Written tasks ::
A) For the blog post on the study permit condition, state whether each of the following agrees with it, answering yes or no and quoting the deciding words: (i) the writer earned an A in the European History of Economics class; (ii) the legislative requirement was introduced in June 2015; (iii) officers have access to students' attendance records.
B) Retype the stretch of the blog post from "One of the courses" through "no longer exists.".

Document passage ::
----------------

The Problem with the ‘Actively Pursuing Studies’ Study Permit Condition

Award-Winning Canadian Immigration and Refugee Law and Commentary Blog

IMG_20150909_092758Back in one particular undergraduate semester, I will admit that I had a tiny bit of a skipping problem. It was a problem of the academically inconsequential kind. I knew that by virtue of taking certain courses, with only term paper requirements, that I could free up that one course time to pursue my other research, write papers, and organize projects. Arguably had I filled my course schedule with all of the toughest courses at the worst 8am times, I would not have made it to where I am today.

One of the courses in particular was an European History of Economics class that I managed to make approximately three classes for. The first class to the get the syllabus, the second class to hand in my term paper, and the third class to attend the final exam preparation session. I was able to self-read and self-teach my way to an A (not that proud of it looking back).

For an international student, that luxury as of June 2014 no longer exists.

Speaking from my recent experiences with CBSA (an ongoing matter so I will go into no specific detail on it), I know that officers are now armed with an incredibly thick binder of information on each student. They have access to school policies, attendance records, late records, and transcripts. This is in addition to the school’s own requirement to report student progress.

All of this is in relation to the following legislative requirement that was introduced to the study permit changes in June 2014.

----------------

Annotated coordinate records ::
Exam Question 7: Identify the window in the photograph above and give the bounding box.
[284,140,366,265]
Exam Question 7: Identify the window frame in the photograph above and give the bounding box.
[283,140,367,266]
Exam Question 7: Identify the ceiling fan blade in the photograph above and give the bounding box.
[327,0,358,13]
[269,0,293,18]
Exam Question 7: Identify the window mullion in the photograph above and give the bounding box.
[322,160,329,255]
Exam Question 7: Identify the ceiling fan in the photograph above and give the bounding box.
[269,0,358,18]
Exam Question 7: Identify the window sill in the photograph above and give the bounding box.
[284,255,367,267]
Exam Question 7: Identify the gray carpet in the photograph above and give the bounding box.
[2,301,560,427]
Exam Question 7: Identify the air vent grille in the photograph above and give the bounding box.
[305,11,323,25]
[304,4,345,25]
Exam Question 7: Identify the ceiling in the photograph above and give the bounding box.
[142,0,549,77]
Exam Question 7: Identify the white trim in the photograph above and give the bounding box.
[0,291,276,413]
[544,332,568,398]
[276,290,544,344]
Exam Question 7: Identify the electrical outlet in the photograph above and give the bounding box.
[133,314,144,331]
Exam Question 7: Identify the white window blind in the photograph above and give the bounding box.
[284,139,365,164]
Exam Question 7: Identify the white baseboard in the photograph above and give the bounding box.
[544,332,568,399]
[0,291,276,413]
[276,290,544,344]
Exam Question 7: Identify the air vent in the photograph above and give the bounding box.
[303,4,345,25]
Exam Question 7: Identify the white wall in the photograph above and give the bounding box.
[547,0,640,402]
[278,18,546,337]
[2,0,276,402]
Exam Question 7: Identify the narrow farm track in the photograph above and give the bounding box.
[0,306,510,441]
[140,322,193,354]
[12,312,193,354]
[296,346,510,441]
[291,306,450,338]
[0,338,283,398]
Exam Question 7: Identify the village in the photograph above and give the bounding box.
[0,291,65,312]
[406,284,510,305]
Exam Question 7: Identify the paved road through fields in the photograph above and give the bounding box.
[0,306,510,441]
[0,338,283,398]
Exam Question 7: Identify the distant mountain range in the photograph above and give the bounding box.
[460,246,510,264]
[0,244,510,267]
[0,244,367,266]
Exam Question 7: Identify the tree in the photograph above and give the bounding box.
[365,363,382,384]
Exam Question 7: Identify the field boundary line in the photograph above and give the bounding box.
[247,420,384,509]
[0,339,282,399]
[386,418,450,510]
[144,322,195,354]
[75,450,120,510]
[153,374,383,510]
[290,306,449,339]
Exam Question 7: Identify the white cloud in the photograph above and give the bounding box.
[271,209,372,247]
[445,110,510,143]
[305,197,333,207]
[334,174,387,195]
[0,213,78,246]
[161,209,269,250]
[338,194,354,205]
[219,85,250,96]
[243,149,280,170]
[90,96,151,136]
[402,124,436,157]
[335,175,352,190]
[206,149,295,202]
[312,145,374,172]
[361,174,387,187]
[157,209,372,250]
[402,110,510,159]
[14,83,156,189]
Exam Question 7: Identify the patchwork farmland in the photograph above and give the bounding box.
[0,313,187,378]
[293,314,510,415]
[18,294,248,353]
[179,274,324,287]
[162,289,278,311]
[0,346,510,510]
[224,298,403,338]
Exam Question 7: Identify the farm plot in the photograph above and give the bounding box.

----------------

Answers below ::
A)
(i) Yes: "I was able to self-read and self-teach my way to an A"
(ii) No: "introduced to the study permit changes in June 2014"
(iii) Yes: "They have access to school policies, attendance records, late records, and transcripts."

B)
One of the courses in particular was an European History of Economics class that I managed to make approximately three classes for. The first class to the get the syllabus, the second class to hand in my term paper, and the third class to attend the final exam preparation session. I was able to self-read and self-teach my way to an A (not that proud of it looking back).

For an international student, that luxury as of June 2014 no longer exists.